[Items from a dataset]

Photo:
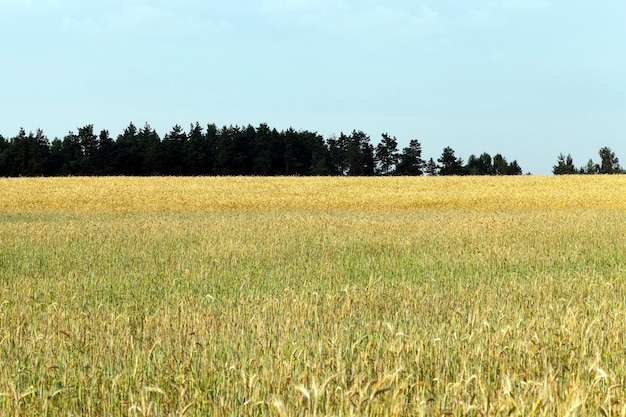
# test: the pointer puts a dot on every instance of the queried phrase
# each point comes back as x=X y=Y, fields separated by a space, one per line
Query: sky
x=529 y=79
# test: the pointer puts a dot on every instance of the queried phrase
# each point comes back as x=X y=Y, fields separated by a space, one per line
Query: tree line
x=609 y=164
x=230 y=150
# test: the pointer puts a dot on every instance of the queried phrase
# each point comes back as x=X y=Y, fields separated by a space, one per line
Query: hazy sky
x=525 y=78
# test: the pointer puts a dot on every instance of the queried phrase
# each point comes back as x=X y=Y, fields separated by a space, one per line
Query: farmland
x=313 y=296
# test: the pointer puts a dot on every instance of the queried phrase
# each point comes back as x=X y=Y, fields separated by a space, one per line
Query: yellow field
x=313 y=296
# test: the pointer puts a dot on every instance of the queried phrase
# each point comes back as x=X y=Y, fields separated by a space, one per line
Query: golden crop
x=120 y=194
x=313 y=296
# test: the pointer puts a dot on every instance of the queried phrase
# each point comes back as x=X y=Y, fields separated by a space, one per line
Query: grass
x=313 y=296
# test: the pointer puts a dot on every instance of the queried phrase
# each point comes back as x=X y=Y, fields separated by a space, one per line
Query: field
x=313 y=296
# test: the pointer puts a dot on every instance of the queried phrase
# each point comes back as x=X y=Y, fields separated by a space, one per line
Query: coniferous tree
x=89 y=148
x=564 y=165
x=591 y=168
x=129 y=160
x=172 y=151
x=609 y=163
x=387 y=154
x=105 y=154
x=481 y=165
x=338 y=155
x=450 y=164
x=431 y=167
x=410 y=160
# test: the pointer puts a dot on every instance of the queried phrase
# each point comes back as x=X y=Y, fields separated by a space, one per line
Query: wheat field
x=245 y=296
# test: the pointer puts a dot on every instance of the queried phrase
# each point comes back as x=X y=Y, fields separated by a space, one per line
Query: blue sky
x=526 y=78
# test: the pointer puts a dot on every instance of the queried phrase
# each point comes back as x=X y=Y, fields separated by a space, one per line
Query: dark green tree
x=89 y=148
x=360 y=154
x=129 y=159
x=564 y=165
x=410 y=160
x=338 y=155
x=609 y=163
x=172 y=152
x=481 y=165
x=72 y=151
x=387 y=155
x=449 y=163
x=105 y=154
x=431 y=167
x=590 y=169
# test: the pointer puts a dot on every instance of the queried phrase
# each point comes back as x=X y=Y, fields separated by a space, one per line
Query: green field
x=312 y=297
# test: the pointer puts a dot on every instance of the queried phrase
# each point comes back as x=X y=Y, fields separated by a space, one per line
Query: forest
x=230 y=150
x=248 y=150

### What is expected
In your copy, leave out the pictures and reproduce the material above exactly.

### Solution
Photo:
# test: the pointer puts a dot on every instance of the queried phrase
# each point comes back as x=X y=Y, fields separated by a space, one per line
Query: sky
x=529 y=79
# test: the pointer puts a dot on every instance of the queried phrase
# each point comes back as x=X y=Y, fields separated by a space, one per line
Query: tree line
x=609 y=164
x=230 y=150
# test: the pointer puts a dot on every instance of the queried phrase
# each point comes back as x=X y=Y, fields separated by a space, one per line
Query: hazy sky
x=525 y=78
# test: the pointer puts a dot on every instance of the queried phrase
# each point comes back as x=X y=Y, fields separated by a space, one per line
Query: farmland
x=313 y=296
# test: the pointer puts a dot on every instance of the queried phrase
# each point comes back as x=X y=Y, fields separated by a space, one per line
Query: yellow field
x=313 y=296
# test: the pointer puts a dot on every instance of the queried phrase
# each point comes back as x=X y=Y, fields separated by a space, one per line
Query: golden crop
x=120 y=194
x=313 y=296
# test: the pointer puts a dot on every instance of the queried phrase
# each point comes back as x=X y=Y, fields separated by a space, one per line
Query: grass
x=313 y=296
# test: the pointer puts a dot on every instance of the queried phrase
# each point comes back as x=X y=Y, fields separated by a space, one per line
Query: field
x=313 y=296
# test: the pointer puts a dot on every instance of the queried phrase
# each point comes back as x=X y=Y, fields separated by a space, one per line
Query: coniferous tree
x=89 y=148
x=564 y=165
x=591 y=168
x=129 y=160
x=172 y=151
x=609 y=163
x=387 y=154
x=105 y=154
x=481 y=165
x=338 y=155
x=450 y=164
x=431 y=167
x=410 y=160
# test: the pointer puts a dot on every instance of the queried phrase
# each point comes back as x=X y=Y, fields separated by a space, one per line
Query: wheat field
x=245 y=296
# test: the pointer puts a dot on every instance of the queried phrase
# each point comes back as x=X y=Y, fields separated by a space, one per line
Query: blue sky
x=526 y=78
# test: the pointer puts a dot on every instance of the queried phrase
# each point comes back as x=X y=Y, fields separated by a space, one per line
Query: dark green tree
x=89 y=148
x=360 y=154
x=129 y=159
x=564 y=165
x=410 y=160
x=338 y=155
x=609 y=163
x=172 y=152
x=481 y=165
x=72 y=151
x=387 y=155
x=449 y=163
x=105 y=154
x=431 y=167
x=590 y=169
# test: the pointer puts a dot on every instance of the queried phrase
# each point comes back as x=X y=Y, fields separated by a space, one per line
Query: green field
x=312 y=297
# test: the pointer puts a dot on every instance of the queried phrase
# each point comes back as x=X y=Y, fields separated by a space, one per line
Query: forest
x=230 y=150
x=248 y=150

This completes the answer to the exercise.